# WRITTEN REQUEST
In the entries below, reproduce word for word the lines starting at the one containing "target: shirt sleeve" and ending at the one containing "31), (69, 39)]", with both of those lines included.

* Start SUPPLIED INFORMATION *

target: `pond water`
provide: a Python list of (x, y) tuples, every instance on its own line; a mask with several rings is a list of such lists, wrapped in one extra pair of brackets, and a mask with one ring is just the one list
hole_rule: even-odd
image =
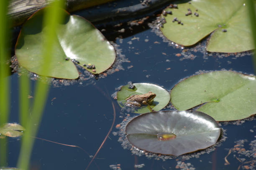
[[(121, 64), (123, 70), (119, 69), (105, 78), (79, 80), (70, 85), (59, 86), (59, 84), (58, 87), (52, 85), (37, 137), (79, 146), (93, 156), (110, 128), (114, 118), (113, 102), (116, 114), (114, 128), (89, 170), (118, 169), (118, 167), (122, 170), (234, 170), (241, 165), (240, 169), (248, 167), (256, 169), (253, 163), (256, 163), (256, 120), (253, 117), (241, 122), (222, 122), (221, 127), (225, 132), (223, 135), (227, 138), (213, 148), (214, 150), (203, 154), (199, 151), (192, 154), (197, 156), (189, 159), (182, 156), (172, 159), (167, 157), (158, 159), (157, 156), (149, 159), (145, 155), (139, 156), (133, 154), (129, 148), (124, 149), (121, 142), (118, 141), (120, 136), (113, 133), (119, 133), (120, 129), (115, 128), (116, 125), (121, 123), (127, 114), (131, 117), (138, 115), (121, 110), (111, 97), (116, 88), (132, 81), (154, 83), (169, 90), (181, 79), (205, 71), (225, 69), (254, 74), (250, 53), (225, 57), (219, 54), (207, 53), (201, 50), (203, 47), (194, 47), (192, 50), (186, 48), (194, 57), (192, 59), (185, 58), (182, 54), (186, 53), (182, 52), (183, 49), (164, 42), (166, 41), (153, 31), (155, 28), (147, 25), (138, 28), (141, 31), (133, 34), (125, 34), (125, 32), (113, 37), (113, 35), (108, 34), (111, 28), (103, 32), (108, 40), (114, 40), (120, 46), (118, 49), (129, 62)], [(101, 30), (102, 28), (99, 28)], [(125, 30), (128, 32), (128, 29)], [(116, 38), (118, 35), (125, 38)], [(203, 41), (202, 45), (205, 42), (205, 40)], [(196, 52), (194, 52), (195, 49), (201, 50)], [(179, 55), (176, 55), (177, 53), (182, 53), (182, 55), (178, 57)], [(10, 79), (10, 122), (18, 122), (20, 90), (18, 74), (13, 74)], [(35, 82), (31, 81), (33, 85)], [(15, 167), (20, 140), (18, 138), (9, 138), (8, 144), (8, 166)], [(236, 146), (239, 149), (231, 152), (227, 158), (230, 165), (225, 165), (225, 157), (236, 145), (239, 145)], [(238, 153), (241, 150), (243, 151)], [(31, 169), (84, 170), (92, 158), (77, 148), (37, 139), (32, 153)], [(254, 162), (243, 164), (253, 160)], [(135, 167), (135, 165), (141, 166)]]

* End SUPPLIED INFORMATION *
* Start SUPPLIED INFORMATION *

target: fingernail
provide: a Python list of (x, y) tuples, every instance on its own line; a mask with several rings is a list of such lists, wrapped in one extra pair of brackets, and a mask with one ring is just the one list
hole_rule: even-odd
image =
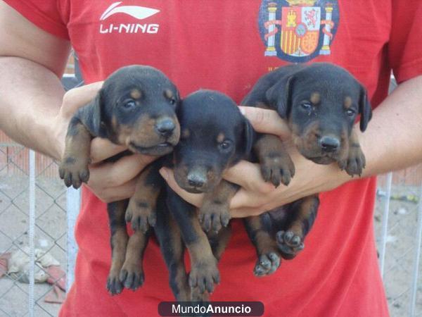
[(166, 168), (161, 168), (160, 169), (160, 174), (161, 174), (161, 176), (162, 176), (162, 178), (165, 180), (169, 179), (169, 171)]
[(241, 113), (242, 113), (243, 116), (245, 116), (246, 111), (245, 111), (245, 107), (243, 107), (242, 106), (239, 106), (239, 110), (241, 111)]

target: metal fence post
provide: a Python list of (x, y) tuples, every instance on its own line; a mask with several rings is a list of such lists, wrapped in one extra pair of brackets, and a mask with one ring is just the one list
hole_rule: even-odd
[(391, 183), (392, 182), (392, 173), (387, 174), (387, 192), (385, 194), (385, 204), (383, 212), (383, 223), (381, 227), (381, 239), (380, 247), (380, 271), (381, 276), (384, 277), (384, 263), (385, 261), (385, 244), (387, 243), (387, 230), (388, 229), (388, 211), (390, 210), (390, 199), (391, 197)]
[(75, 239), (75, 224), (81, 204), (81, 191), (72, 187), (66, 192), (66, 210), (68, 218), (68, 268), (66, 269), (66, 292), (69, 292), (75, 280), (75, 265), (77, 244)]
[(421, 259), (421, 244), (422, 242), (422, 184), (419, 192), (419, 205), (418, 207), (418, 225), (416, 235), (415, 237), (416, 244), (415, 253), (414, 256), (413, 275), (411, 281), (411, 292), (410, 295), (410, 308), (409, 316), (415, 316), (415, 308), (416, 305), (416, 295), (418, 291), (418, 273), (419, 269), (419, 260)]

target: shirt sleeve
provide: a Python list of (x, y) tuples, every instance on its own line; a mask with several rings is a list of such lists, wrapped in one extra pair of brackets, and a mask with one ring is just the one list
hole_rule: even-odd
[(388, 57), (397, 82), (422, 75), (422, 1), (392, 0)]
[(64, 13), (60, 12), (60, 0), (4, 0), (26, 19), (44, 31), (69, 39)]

* End SUPPLIED INFORMATION *

# WRITTEN RESPONSE
target: shirt sleeve
provide: a Python list of (x, y) tuples, every instance on its own line; a mask with several rings is a list of such lists, wrapped in one extra pair of brackets, and a mask with one ring is just the one list
hole_rule: even-odd
[(388, 57), (397, 82), (422, 75), (422, 1), (392, 0)]
[(64, 13), (60, 12), (60, 0), (4, 0), (26, 19), (44, 31), (69, 39)]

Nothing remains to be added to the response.